* **PROVIDED DATA**
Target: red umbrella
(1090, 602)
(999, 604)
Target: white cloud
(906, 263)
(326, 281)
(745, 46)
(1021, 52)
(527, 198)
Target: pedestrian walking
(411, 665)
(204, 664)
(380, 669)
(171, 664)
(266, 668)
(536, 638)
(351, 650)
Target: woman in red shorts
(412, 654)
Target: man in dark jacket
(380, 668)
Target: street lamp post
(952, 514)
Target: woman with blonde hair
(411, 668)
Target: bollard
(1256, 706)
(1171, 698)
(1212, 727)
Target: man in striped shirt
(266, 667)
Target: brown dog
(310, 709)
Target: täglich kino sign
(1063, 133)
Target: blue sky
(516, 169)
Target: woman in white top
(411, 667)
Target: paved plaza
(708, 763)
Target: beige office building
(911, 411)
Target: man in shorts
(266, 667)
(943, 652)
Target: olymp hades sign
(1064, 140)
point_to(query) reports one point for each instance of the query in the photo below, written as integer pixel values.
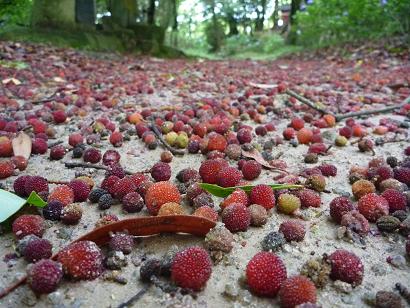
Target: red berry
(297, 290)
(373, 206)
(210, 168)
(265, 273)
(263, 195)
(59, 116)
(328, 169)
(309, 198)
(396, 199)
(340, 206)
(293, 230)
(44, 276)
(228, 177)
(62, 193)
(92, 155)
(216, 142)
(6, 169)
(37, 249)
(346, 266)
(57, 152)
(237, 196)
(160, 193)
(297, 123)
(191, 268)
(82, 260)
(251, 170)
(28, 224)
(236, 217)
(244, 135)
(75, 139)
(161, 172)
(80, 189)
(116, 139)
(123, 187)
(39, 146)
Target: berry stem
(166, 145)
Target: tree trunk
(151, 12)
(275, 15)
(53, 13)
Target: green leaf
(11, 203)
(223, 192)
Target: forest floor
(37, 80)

* **WHAT NEEDS TO BE DONE**
Recast all of the records above as a numbered list with one line per item, omitting blank lines and leaving out the pictures.

* **FINAL RESULT**
1. Target: red umbrella
2. (1090, 602)
3. (999, 604)
4. Target: white cloud
5. (906, 263)
6. (326, 281)
7. (745, 46)
8. (1021, 52)
9. (527, 198)
10. Target: pedestrian walking
11. (411, 665)
12. (204, 664)
13. (380, 669)
14. (171, 664)
15. (266, 668)
16. (536, 638)
17. (351, 650)
18. Target: woman in red shorts
19. (412, 654)
20. Target: man in dark jacket
21. (380, 668)
22. Target: street lamp post
23. (952, 514)
24. Target: woman with blonde hair
25. (411, 668)
26. Target: bollard
27. (1256, 706)
28. (1171, 698)
29. (1212, 727)
30. Target: man in striped shirt
31. (266, 667)
32. Target: brown dog
33. (310, 709)
34. Target: täglich kino sign
35. (1063, 133)
36. Target: blue sky
37. (516, 169)
38. Target: woman in white top
39. (411, 667)
40. Target: paved plaza
41. (708, 763)
42. Target: beige office building
43. (911, 411)
44. Target: man in shorts
45. (266, 667)
46. (943, 652)
47. Target: olymp hades sign
48. (1064, 140)
49. point_to(query) reports one point for each instance of the query in the photo below, written as integer pixel values.
50. Target: red berry
51. (297, 290)
52. (373, 206)
53. (210, 168)
54. (265, 273)
55. (263, 195)
56. (59, 116)
57. (328, 169)
58. (309, 198)
59. (396, 199)
60. (340, 206)
61. (293, 230)
62. (44, 276)
63. (228, 177)
64. (62, 193)
65. (92, 155)
66. (216, 142)
67. (6, 169)
68. (37, 249)
69. (346, 266)
70. (57, 152)
71. (237, 196)
72. (160, 193)
73. (297, 123)
74. (191, 268)
75. (82, 260)
76. (251, 170)
77. (28, 224)
78. (236, 217)
79. (244, 135)
80. (75, 139)
81. (161, 172)
82. (80, 189)
83. (116, 139)
84. (123, 187)
85. (39, 146)
86. Target: berry stem
87. (166, 145)
88. Target: tree trunk
89. (151, 12)
90. (275, 15)
91. (53, 13)
92. Target: green leaf
93. (11, 203)
94. (223, 192)
95. Target: forest floor
96. (37, 80)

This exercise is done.